_Dataset records:_
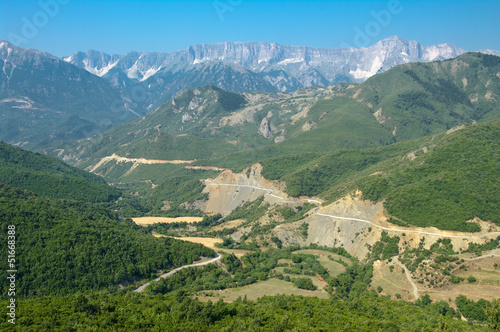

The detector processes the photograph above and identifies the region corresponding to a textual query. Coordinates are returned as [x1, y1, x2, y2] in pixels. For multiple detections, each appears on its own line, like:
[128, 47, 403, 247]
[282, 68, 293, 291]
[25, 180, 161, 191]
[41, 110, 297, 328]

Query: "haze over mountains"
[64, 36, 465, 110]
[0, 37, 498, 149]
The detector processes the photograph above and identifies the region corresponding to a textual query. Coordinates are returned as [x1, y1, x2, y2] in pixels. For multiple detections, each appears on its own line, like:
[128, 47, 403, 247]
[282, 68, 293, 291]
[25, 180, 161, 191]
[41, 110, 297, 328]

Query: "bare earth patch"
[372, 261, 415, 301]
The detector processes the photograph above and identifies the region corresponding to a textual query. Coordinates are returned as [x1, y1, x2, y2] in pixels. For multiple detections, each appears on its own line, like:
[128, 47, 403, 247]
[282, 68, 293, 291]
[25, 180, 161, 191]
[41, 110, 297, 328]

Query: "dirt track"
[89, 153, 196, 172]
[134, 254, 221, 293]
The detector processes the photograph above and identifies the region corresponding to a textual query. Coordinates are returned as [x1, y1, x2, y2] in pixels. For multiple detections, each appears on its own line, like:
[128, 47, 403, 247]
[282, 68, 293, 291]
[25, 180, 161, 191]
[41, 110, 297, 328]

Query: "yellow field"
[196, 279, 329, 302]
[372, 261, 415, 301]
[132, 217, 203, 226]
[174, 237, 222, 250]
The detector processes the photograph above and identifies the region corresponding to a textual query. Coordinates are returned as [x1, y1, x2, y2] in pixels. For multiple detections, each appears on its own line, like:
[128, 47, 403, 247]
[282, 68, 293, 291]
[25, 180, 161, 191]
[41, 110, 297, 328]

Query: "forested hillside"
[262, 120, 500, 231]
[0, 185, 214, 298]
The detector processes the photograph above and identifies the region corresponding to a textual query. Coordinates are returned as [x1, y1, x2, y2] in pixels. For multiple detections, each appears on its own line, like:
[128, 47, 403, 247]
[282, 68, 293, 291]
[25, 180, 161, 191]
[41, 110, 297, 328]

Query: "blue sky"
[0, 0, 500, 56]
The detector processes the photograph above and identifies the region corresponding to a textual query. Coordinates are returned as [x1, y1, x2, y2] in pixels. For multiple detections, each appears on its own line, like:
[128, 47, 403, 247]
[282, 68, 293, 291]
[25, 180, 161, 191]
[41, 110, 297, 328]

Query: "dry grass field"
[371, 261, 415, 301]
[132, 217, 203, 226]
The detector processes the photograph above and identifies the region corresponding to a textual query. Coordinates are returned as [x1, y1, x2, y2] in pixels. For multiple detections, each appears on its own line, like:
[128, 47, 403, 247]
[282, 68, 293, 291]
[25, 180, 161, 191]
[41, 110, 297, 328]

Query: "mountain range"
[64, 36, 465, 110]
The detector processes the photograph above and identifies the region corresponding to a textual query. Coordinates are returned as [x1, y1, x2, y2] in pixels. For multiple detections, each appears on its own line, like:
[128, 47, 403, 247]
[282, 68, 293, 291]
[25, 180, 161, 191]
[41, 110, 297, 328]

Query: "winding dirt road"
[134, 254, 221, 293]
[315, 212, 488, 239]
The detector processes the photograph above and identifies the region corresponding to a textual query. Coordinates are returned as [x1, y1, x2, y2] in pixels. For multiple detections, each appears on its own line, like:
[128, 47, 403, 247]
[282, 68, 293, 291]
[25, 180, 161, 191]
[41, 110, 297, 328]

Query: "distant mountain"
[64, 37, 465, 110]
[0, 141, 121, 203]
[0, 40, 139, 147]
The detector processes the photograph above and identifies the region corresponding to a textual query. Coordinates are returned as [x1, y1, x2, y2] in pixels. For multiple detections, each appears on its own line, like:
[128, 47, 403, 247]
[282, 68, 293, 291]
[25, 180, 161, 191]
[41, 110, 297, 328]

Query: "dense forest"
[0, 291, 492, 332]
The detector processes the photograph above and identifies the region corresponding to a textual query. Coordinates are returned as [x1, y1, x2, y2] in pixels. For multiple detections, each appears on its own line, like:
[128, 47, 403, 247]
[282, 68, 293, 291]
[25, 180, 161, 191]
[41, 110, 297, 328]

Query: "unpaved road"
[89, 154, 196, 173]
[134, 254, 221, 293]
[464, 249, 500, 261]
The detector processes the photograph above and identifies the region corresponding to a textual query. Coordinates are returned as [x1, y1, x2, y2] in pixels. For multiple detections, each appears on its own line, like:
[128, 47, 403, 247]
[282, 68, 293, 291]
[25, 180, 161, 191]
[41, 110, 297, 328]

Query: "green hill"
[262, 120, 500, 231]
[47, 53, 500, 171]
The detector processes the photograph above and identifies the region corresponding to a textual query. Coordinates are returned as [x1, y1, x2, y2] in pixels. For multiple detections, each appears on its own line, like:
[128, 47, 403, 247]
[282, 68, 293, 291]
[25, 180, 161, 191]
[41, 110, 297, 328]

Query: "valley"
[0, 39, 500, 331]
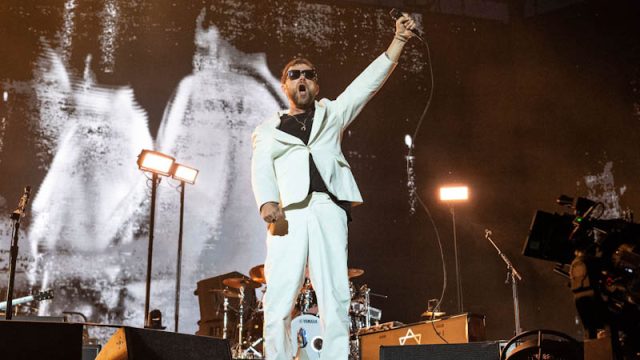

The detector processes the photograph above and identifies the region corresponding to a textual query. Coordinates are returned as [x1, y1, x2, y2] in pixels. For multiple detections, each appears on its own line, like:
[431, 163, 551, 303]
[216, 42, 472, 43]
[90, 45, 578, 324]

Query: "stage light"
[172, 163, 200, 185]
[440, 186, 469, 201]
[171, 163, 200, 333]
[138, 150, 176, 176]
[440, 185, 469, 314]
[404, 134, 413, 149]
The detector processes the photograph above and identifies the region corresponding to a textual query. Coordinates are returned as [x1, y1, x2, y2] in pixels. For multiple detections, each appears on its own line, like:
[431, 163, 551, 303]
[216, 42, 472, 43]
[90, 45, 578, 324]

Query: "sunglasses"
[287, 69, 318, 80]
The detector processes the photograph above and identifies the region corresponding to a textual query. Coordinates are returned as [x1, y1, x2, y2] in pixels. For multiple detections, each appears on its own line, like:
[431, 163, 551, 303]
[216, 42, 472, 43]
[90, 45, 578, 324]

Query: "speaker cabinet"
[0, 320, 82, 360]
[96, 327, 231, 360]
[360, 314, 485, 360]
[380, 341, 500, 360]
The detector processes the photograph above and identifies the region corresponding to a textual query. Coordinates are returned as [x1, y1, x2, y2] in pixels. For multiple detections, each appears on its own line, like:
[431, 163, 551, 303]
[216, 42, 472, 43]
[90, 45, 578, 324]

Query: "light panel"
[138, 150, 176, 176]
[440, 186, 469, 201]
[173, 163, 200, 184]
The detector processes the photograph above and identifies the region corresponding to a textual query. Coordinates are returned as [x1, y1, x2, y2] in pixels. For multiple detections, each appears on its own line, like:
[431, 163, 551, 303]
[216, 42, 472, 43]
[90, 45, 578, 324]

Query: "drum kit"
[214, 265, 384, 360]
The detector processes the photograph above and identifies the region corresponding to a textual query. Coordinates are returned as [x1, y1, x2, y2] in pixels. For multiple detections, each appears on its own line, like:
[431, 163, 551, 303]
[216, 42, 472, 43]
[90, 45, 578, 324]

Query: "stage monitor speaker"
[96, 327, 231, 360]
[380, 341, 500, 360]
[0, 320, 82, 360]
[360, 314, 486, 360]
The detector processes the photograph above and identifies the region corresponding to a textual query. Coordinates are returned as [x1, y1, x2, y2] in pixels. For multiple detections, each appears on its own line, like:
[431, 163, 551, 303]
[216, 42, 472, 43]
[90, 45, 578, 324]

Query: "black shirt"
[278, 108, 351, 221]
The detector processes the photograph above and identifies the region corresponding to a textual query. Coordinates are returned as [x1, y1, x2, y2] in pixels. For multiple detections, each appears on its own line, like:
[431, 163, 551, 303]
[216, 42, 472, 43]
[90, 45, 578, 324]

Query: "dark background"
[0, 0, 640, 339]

_Task statement:_ Can you pull together every line of the material above that contains the word "road"?

_Written answer:_
Query: "winding dirt road"
Query: "unpaved road"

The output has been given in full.